#### DATA SHOWN
──────

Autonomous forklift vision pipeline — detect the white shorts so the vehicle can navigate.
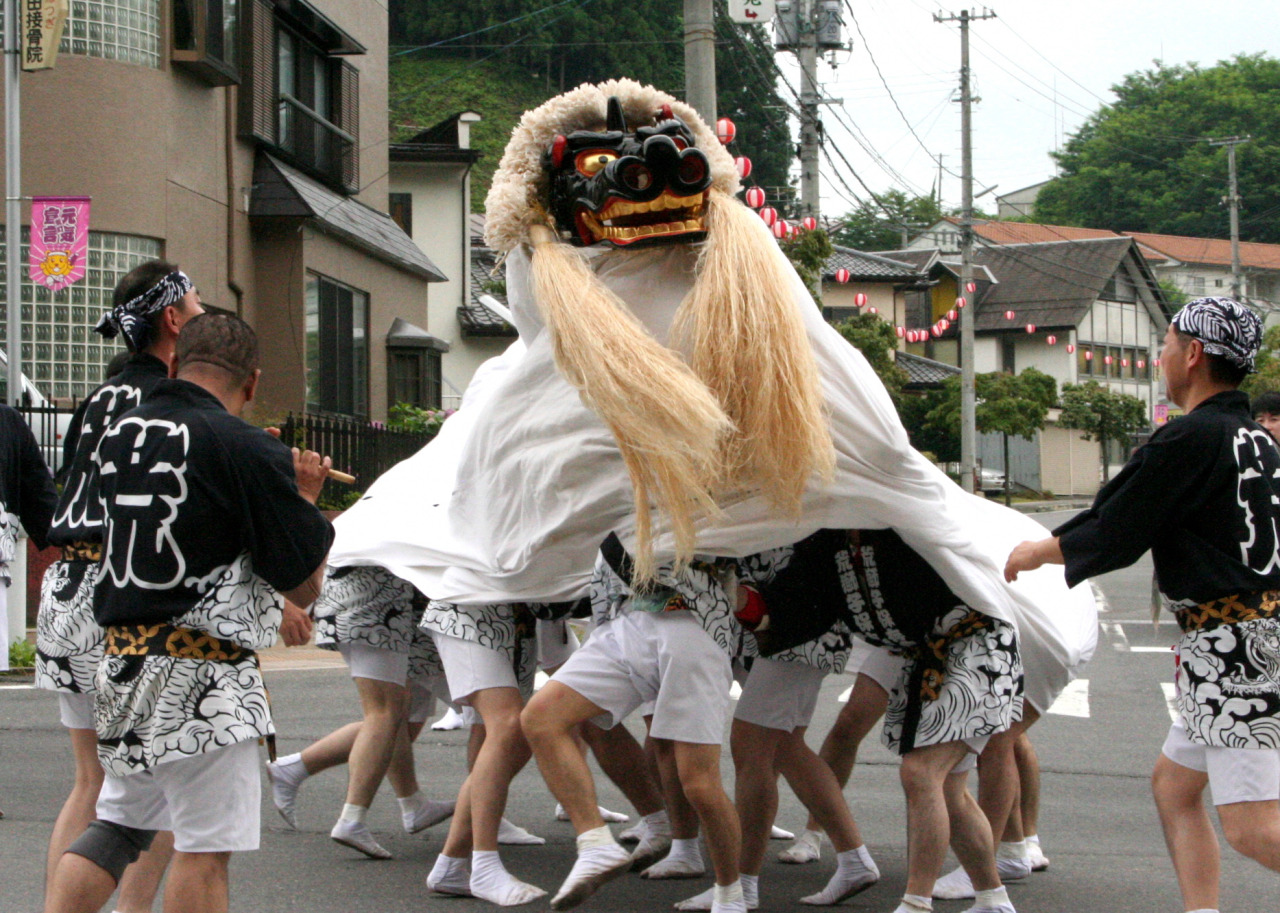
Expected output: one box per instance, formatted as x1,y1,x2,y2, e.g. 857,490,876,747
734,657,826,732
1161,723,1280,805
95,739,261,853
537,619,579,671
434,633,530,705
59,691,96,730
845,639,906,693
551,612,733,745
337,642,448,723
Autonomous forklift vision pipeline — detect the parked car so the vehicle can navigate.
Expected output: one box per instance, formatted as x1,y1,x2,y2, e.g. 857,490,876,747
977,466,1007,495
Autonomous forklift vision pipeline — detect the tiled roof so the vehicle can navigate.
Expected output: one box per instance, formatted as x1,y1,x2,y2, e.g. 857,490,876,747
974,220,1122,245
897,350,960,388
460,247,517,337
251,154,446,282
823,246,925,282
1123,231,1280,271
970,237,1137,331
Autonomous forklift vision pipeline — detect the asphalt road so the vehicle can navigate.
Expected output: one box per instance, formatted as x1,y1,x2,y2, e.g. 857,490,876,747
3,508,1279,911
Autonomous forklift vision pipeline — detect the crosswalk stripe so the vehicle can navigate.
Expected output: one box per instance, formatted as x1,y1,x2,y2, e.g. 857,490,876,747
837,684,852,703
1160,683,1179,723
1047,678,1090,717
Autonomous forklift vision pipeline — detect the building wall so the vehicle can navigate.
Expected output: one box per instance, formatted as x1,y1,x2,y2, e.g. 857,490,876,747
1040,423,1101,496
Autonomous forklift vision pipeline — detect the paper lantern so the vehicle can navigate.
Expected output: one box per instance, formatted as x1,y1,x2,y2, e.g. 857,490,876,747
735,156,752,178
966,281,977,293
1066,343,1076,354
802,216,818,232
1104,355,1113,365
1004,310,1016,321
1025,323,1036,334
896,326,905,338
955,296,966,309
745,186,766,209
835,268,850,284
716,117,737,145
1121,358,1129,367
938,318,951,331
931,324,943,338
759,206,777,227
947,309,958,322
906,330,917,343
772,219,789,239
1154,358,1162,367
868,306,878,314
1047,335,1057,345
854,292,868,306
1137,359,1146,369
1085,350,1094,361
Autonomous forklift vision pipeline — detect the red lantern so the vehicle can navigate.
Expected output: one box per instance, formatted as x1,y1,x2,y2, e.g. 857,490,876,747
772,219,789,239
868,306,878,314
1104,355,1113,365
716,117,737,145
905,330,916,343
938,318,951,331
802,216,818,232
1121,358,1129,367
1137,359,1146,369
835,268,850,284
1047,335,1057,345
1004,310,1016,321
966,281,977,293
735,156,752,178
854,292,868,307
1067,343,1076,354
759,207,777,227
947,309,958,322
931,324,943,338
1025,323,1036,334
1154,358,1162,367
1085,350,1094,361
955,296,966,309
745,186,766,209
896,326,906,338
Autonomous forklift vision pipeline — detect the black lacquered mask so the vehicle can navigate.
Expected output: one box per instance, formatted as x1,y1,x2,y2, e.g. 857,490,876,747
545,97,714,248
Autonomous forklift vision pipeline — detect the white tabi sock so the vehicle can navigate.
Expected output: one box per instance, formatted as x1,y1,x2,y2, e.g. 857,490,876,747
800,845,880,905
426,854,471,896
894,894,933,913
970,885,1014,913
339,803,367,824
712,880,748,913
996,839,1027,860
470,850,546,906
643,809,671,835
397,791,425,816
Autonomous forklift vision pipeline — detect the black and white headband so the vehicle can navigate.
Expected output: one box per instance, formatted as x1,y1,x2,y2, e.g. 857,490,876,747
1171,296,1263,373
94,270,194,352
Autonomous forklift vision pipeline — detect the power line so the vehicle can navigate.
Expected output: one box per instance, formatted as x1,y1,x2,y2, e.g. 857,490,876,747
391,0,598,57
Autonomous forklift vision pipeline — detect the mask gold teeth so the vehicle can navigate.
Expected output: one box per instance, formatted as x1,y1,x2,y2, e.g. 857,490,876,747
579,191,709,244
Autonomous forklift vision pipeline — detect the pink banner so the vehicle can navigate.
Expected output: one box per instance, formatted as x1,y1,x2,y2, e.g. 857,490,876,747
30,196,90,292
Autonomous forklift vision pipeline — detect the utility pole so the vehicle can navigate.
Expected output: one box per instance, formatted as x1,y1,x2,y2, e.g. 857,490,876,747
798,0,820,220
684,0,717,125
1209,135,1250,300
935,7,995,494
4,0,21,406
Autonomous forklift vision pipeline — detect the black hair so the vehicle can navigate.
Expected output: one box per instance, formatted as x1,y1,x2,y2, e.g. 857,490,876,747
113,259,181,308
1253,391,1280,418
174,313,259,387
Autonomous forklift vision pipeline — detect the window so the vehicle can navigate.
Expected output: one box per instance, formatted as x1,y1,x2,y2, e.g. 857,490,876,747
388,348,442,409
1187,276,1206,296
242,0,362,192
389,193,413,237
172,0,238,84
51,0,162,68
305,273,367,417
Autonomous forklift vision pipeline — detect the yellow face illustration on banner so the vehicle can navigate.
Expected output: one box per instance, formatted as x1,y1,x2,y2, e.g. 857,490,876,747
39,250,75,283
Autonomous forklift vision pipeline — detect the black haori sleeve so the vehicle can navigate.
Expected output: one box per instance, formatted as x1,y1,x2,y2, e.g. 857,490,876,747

──────

#### TASK REQUIREMENTS
When you find a line in the records that contains the word "black", copy it.

#### ANSWER TO THE EXERCISE
Autonomous forklift vision pipeline — detect the black lacquered mask so the vehicle can navigate.
Autonomous forklift vision pipeline — detect the black and white headband so the vehicle can navigate.
Autonomous forklift vision pipeline — detect the black hair so the vehicle can navigate.
Autonomous forklift vision pipeline — detect the black haori sleeve so the vehicle can navigate.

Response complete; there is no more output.